Walking through any industrial warehouse or shipping facility, you will see pallets wrapped in layers of clear plastic film. That film, known as PE stretch film, is one of the most important yet overlooked components of modern logistics. It holds products in place during vibration, prevents shifting during sudden stops, and keeps dust and moisture away from sensitive goods. But walk a little further, and you will notice something interesting. Some pallets are wrapped with very thin film that clings tightly to perfectly stacked boxes. Others are wrapped with thick, heavy-duty film that looks almost like a second skin around irregular loads. The difference between these two pallets is not just a matter of preference. It is a deliberate choice based on dozens of factors including weight, shape, sharpness, transport distance, and budget.

Challenge A: Please list the factors that the passage on PE stretch film names as shaping the choice of film.
Challenge B: Carry the passage on PE stretch film forward from its last sentence.
The material has no connection to the passage on PE stretch film.

Given data:
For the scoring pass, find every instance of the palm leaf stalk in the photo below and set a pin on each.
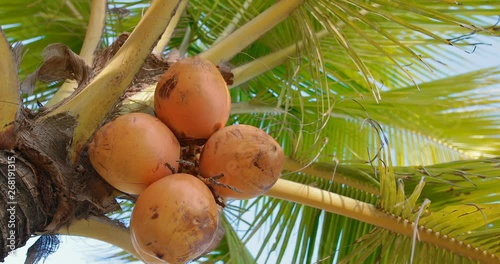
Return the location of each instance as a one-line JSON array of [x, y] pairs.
[[107, 87], [225, 49], [403, 220], [90, 44], [165, 37], [10, 102]]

Exercise response A: weight, shape, sharpness, transport distance, budget

Exercise response B:
Choosing the right PE stretch film thickness for your load is not as simple as grabbing the thickest roll on the shelf. Using film that is too thin risks product damage, customer returns, and even safety hazards if a pallet collapses during transport. Using film that is too thick wastes money on every single pallet, increases plastic waste, and makes the film harder to apply, especially when wrapping by hand. The ideal thickness is the minimum that reliably secures your specific load under your specific shipping conditions.

What Is PE Stretch Film and Why Does Thickness Matter?

Definition and Basic Function

PE stretch film, where PE stands for polyethylene, is a highly elastic plastic wrapping material used to secure products onto pallets. It is most commonly made from linear low-density polyethylene, often abbreviated as LLDPE. This material has a unique combination of properties that make it ideal for pallet wrapping. It can stretch to several times its original length without breaking. It clings to itself without adhesive. And it resists tearing even when stretched tightly around sharp corners.

The way stretch film works is deceptively simple. As you pull the film around a pallet, you stretch it. The stretched film constantly tries to return to its original length, creating tension that squeezes the load inward. This compressive force holds individual boxes, bags, or products tightly together so they cannot shift relative to each other. When a truck accelerates, brakes, or turns, the film keeps the entire pallet moving as one solid unit rather than a collection of loose items that could tip or scatter.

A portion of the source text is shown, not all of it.